Recorded data below:
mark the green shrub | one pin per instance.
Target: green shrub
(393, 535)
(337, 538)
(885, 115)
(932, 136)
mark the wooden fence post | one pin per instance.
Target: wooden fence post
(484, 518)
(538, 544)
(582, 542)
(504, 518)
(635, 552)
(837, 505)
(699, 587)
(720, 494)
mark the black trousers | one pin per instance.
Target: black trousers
End of Recorded data.
Recorded data below:
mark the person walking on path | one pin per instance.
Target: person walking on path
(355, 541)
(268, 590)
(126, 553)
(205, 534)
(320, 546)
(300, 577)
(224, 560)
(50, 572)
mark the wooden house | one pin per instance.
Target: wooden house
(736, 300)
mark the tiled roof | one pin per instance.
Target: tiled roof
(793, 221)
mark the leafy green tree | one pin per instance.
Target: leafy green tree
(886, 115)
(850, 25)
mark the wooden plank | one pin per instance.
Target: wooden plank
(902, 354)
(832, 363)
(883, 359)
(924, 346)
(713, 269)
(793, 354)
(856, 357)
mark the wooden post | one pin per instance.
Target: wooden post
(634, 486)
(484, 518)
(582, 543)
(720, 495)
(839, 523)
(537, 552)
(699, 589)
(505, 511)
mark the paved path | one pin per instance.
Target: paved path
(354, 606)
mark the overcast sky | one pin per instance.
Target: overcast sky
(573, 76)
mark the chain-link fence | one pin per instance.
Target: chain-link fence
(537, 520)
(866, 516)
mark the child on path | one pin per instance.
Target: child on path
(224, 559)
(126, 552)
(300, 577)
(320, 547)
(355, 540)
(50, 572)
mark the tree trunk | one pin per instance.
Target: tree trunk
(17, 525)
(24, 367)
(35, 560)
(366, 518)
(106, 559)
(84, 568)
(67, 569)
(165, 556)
End of Recorded data.
## Work instructions
The expected answer is an exact copy of the lines above, beginning at the line with "mark the green shrub | one pin per instance." and ending at the line with "Target: black trousers", with both ends in.

## Response
mark the green shrub | one pin per instance.
Target: green shrub
(393, 535)
(337, 538)
(885, 115)
(932, 136)
mark the wooden fence post | one pin per instance.
Target: wooden fence post
(484, 518)
(538, 544)
(582, 542)
(504, 518)
(635, 552)
(837, 505)
(699, 587)
(720, 494)
mark the black trousers | one pin per instance.
Target: black trousers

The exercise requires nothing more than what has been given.